Note each line of the entries that includes "porch". Then copy those lines.

:: Record excerpts ::

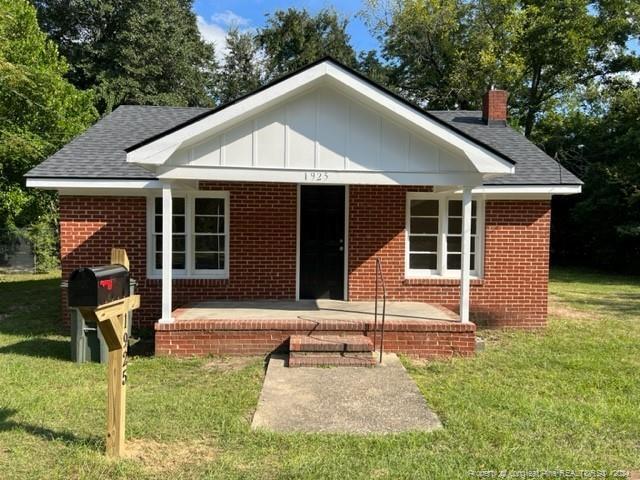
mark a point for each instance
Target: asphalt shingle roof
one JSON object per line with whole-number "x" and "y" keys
{"x": 100, "y": 151}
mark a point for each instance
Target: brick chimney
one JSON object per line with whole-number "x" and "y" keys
{"x": 494, "y": 107}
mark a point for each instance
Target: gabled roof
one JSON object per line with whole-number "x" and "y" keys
{"x": 101, "y": 152}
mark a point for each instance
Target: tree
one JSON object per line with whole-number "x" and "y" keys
{"x": 293, "y": 38}
{"x": 133, "y": 51}
{"x": 39, "y": 112}
{"x": 598, "y": 136}
{"x": 445, "y": 54}
{"x": 240, "y": 72}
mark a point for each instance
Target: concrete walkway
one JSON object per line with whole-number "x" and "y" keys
{"x": 383, "y": 399}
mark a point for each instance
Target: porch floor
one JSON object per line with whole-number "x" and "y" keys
{"x": 313, "y": 310}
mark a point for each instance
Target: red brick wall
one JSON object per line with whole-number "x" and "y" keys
{"x": 194, "y": 338}
{"x": 262, "y": 244}
{"x": 513, "y": 291}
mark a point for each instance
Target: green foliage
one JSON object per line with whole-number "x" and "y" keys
{"x": 43, "y": 238}
{"x": 240, "y": 72}
{"x": 446, "y": 54}
{"x": 40, "y": 111}
{"x": 294, "y": 38}
{"x": 133, "y": 51}
{"x": 598, "y": 135}
{"x": 565, "y": 400}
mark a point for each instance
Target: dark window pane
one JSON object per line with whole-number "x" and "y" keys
{"x": 422, "y": 261}
{"x": 428, "y": 208}
{"x": 455, "y": 208}
{"x": 209, "y": 243}
{"x": 209, "y": 206}
{"x": 454, "y": 244}
{"x": 453, "y": 261}
{"x": 209, "y": 225}
{"x": 178, "y": 224}
{"x": 178, "y": 261}
{"x": 455, "y": 225}
{"x": 179, "y": 243}
{"x": 424, "y": 225}
{"x": 209, "y": 261}
{"x": 423, "y": 244}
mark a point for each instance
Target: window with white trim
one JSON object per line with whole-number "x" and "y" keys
{"x": 200, "y": 240}
{"x": 434, "y": 235}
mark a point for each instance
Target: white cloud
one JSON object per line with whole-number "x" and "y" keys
{"x": 230, "y": 19}
{"x": 215, "y": 30}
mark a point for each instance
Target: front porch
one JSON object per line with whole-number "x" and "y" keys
{"x": 261, "y": 327}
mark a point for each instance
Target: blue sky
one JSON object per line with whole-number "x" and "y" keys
{"x": 216, "y": 16}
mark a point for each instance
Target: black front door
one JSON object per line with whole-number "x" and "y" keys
{"x": 322, "y": 242}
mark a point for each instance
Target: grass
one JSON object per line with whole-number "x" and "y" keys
{"x": 566, "y": 398}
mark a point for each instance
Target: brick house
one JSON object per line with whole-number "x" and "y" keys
{"x": 272, "y": 211}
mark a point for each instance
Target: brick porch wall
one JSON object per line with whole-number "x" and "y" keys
{"x": 513, "y": 291}
{"x": 262, "y": 244}
{"x": 229, "y": 337}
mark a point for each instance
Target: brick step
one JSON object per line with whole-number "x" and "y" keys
{"x": 331, "y": 359}
{"x": 330, "y": 343}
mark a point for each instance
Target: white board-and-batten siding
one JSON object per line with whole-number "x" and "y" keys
{"x": 322, "y": 130}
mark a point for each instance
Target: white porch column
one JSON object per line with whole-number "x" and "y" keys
{"x": 167, "y": 254}
{"x": 466, "y": 254}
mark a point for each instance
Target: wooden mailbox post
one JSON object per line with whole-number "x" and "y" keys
{"x": 112, "y": 319}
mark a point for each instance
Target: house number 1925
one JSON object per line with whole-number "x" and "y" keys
{"x": 316, "y": 176}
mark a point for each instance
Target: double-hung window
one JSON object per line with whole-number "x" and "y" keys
{"x": 200, "y": 236}
{"x": 434, "y": 235}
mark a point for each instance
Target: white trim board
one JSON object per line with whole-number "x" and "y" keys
{"x": 97, "y": 187}
{"x": 158, "y": 151}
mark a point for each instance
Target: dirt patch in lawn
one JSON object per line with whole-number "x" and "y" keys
{"x": 559, "y": 309}
{"x": 165, "y": 457}
{"x": 229, "y": 364}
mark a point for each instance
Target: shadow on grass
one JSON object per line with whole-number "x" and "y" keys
{"x": 30, "y": 307}
{"x": 40, "y": 347}
{"x": 6, "y": 424}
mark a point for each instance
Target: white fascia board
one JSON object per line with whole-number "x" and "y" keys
{"x": 159, "y": 150}
{"x": 326, "y": 177}
{"x": 483, "y": 160}
{"x": 524, "y": 192}
{"x": 83, "y": 183}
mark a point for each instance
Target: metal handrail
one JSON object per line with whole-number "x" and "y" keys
{"x": 380, "y": 275}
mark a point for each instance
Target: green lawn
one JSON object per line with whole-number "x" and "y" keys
{"x": 567, "y": 398}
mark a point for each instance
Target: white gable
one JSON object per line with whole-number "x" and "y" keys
{"x": 324, "y": 130}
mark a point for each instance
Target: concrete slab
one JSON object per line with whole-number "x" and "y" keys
{"x": 356, "y": 400}
{"x": 315, "y": 310}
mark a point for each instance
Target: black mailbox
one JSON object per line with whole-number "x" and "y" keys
{"x": 95, "y": 286}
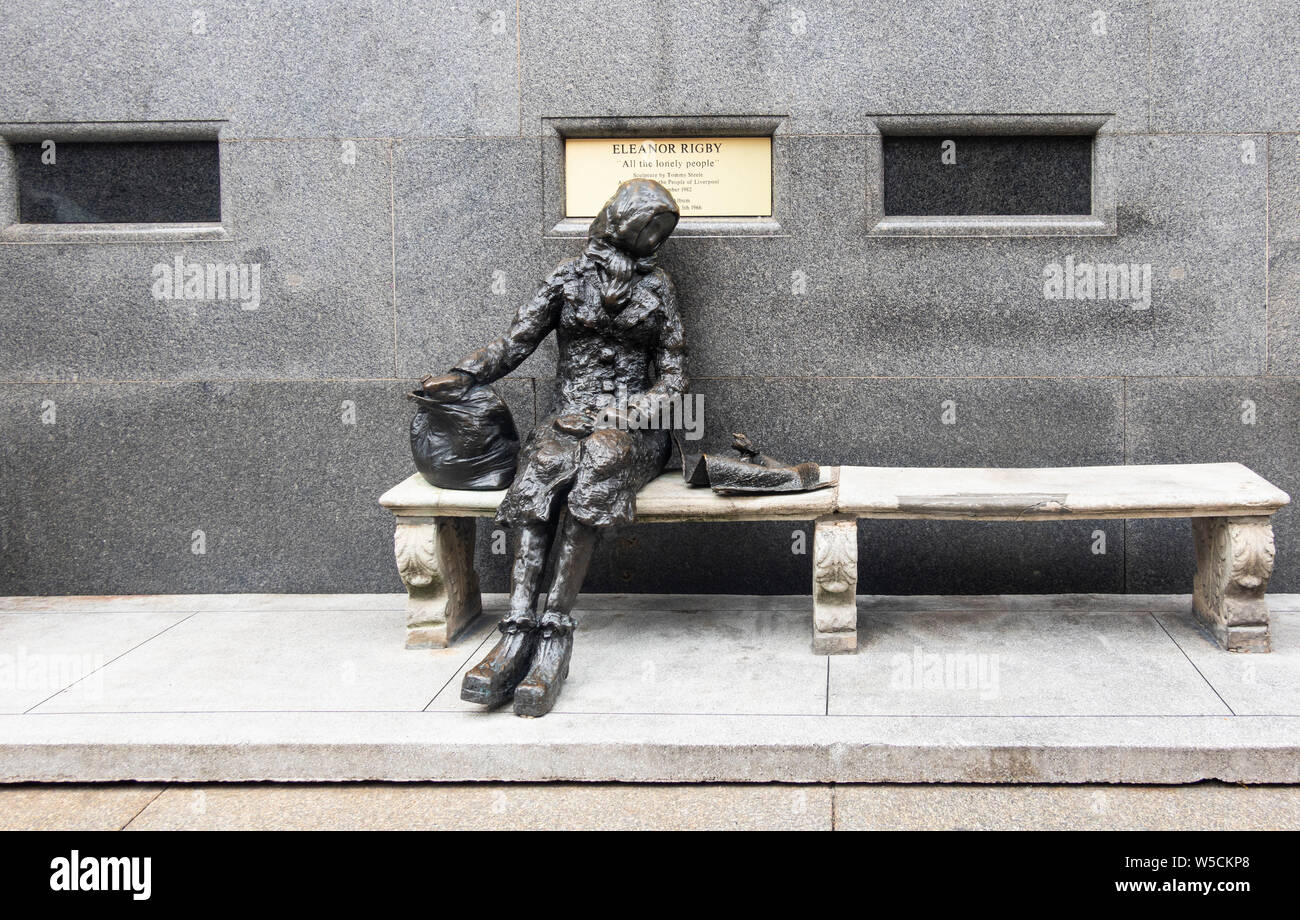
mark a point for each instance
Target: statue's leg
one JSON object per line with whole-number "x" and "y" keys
{"x": 537, "y": 693}
{"x": 493, "y": 680}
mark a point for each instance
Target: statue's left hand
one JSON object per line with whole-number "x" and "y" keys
{"x": 446, "y": 387}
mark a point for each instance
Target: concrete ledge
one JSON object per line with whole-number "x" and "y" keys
{"x": 445, "y": 746}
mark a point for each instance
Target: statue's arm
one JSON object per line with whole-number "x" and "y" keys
{"x": 532, "y": 324}
{"x": 670, "y": 355}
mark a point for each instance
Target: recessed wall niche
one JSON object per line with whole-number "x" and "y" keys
{"x": 992, "y": 176}
{"x": 77, "y": 182}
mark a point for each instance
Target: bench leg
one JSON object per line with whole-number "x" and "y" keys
{"x": 835, "y": 585}
{"x": 436, "y": 560}
{"x": 1234, "y": 560}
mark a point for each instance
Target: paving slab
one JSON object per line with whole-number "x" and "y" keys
{"x": 1205, "y": 806}
{"x": 282, "y": 660}
{"x": 460, "y": 747}
{"x": 713, "y": 660}
{"x": 73, "y": 807}
{"x": 489, "y": 807}
{"x": 1251, "y": 685}
{"x": 995, "y": 662}
{"x": 683, "y": 689}
{"x": 43, "y": 654}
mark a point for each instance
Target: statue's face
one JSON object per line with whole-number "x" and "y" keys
{"x": 638, "y": 218}
{"x": 653, "y": 234}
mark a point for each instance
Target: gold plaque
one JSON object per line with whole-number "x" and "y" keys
{"x": 710, "y": 177}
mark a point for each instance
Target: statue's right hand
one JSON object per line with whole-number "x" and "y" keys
{"x": 446, "y": 387}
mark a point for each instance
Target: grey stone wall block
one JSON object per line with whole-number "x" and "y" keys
{"x": 467, "y": 246}
{"x": 1225, "y": 66}
{"x": 862, "y": 306}
{"x": 830, "y": 65}
{"x": 282, "y": 480}
{"x": 1283, "y": 254}
{"x": 391, "y": 68}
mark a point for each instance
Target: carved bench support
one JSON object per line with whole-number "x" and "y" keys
{"x": 436, "y": 560}
{"x": 1234, "y": 560}
{"x": 835, "y": 585}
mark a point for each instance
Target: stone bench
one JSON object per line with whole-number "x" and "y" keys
{"x": 1230, "y": 507}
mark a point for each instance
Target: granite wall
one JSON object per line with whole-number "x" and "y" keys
{"x": 386, "y": 165}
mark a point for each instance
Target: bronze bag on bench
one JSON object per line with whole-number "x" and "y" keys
{"x": 464, "y": 443}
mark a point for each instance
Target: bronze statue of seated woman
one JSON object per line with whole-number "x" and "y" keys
{"x": 615, "y": 319}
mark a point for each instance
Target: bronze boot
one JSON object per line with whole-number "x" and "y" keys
{"x": 493, "y": 680}
{"x": 537, "y": 693}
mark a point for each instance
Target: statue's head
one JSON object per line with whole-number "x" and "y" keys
{"x": 637, "y": 218}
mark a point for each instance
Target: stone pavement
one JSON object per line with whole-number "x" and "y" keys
{"x": 1064, "y": 689}
{"x": 367, "y": 806}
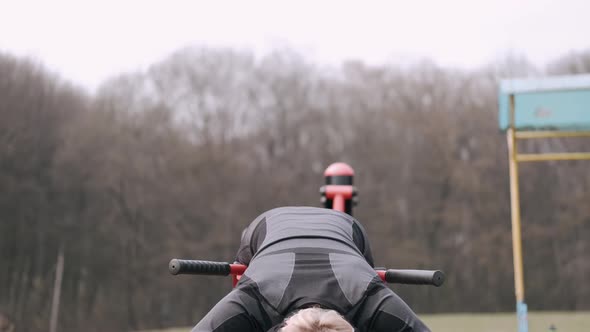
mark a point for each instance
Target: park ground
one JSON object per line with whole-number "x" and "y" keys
{"x": 497, "y": 322}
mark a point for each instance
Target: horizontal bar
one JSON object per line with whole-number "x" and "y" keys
{"x": 550, "y": 134}
{"x": 553, "y": 156}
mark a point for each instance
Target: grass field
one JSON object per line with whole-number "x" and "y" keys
{"x": 501, "y": 322}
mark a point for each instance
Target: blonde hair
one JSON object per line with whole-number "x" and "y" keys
{"x": 316, "y": 320}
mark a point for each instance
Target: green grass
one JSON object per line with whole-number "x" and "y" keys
{"x": 501, "y": 322}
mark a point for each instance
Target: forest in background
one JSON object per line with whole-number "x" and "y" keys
{"x": 173, "y": 161}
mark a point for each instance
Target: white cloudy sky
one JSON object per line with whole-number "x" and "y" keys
{"x": 88, "y": 41}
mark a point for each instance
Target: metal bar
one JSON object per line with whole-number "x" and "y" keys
{"x": 523, "y": 157}
{"x": 550, "y": 134}
{"x": 515, "y": 209}
{"x": 516, "y": 228}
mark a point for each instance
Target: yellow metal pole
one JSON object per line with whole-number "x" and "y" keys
{"x": 521, "y": 308}
{"x": 551, "y": 134}
{"x": 515, "y": 209}
{"x": 553, "y": 156}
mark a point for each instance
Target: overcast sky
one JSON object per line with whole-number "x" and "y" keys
{"x": 88, "y": 41}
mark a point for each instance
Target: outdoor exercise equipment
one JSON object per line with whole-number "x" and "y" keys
{"x": 550, "y": 107}
{"x": 338, "y": 194}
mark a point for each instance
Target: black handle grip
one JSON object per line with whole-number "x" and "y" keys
{"x": 415, "y": 277}
{"x": 184, "y": 266}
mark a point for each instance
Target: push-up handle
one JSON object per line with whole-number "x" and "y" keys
{"x": 410, "y": 277}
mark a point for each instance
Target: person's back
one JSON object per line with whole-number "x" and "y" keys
{"x": 300, "y": 257}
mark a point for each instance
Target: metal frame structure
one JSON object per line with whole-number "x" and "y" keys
{"x": 513, "y": 135}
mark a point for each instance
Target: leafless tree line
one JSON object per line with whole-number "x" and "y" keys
{"x": 176, "y": 160}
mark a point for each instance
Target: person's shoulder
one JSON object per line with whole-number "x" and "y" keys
{"x": 302, "y": 209}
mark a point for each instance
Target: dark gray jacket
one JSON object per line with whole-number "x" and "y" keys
{"x": 303, "y": 256}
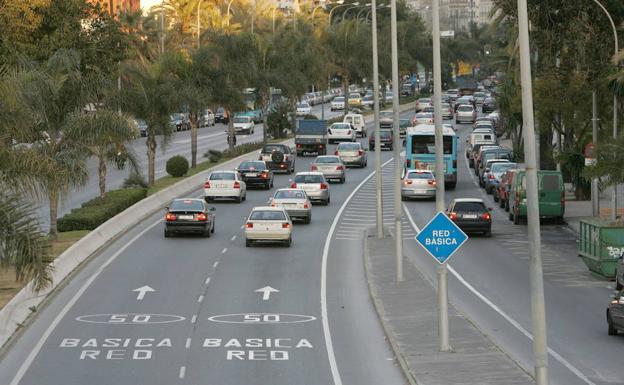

:::

◆ Exercise output:
Target: porch floor
Target: front porch
Target: brick porch wall
Target: white porch column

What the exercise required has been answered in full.